[FFmpeg-devel] [RFC] Switching ffmpeg.c to a threaded architecture

Anton Khirnov anton at khirnov.net
Wed Apr 6 11:41:53 EEST 2022


Quoting Soft Works (2022-04-05 23:05:57)
> do I understand it right that there won't be a single-thread
> operation mode that replicates/corresponds the current behavior?

Correct, maintaining a single-threaded mode would require massive
amounts of extra effort for questionable gain.

> 
> Not that I wouldn't welcome the performance improvements, but one
> concern I have is debugging filtergraph operations. This is already 
> a pretty tedious task in itself, because many relevant decisions 
> are made in sub-sub-sub-sub-sub-functions, spread over many places.
> When adding an additional - not even deterministic - part to the 
> game, it won't make things easier. It could even create situations
> where it could no longer be possible to replicate an error in a 
> debugger - in case the existence of a debugger would cause a variance
> within the constraints of the non-determinism range. 

I don't think debugging filtegraph internals will get significantly
harders, it might even become slightly easier because you will have a
thread entirely dedicated to filtering, with nothing else going on in
it.

> 
> From another point of view, this is a change, so fundamental like
> ffmpeg(.c) hasn't seen in a long time.
> I would at least suppose that this could cause issues at many ends,
> and from experience, there may be additional ends where it's rather
> unexpected to  have effects.
> 
> In that context, I think that doing a change of such a wide scope
> in an irreversible way like this, would impose quite a burden on
> many other developers, because sooner or later, other developers
> will run into situations where something is no longer working like 
> before and you'll regularly wonder whether this might be a consequence
> of ffmpeg.c threading change or caused by other changes.
> But then, you won't be able anymore to bisect on that suspicion,
> because the threading change can't be reverted and (as long as it's
> not shortly after the change) there might have been too many other 
> changes to easily port them back to a state before the threading
> change.
> 
> I wonder whether this couldn't be done in a way that the current
> behavior can be preserved and activated by option?

Written problem 1: Which lines in the records below contain the word "camouflage"? Find each one and copy it in full.

Given information:
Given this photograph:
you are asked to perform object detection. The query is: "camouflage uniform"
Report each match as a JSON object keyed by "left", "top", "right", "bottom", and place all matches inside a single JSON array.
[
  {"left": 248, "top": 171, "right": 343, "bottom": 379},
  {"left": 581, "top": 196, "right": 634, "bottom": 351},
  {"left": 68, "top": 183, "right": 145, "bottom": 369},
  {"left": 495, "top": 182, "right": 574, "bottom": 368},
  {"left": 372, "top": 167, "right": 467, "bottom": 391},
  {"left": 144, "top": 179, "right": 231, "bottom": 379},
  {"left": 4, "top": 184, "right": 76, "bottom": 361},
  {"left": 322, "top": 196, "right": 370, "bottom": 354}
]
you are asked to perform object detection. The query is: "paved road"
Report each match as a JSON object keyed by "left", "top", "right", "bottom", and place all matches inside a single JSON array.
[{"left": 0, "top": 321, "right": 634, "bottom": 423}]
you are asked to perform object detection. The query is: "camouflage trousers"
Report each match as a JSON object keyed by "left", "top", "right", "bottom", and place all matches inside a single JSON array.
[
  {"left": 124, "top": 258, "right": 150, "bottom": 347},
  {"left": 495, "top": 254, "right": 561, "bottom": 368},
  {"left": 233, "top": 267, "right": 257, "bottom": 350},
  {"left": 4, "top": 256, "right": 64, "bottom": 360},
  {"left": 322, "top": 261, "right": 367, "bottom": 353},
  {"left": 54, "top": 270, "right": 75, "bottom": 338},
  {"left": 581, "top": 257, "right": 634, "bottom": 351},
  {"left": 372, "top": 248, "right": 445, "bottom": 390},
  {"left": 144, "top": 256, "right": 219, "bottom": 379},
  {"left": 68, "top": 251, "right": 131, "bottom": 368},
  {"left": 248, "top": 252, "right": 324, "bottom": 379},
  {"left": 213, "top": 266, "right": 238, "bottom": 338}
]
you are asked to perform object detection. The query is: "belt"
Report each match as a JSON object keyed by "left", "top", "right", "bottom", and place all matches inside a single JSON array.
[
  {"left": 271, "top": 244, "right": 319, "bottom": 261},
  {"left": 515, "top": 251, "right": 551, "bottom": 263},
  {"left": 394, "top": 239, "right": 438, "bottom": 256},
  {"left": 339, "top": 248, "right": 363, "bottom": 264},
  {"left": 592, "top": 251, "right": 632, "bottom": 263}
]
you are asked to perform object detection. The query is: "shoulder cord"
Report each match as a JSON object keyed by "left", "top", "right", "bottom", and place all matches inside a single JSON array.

Written problem 2: Repeat the stretch of the FFmpeg threading message above from "Anton Khirnov anton" through "for questionable gain.", word for word.

Correct response 1:
you are asked to perform object detection. The query is: "camouflage uniform"
you are asked to perform object detection. The query is: "camouflage trousers"

Correct response 2:
Anton Khirnov anton at khirnov.net
Wed Apr 6 11:41:53 EEST 2022


Quoting Soft Works (2022-04-05 23:05:57)
> do I understand it right that there won't be a single-thread
> operation mode that replicates/corresponds the current behavior?

Correct, maintaining a single-threaded mode would require massive
amounts of extra effort for questionable gain.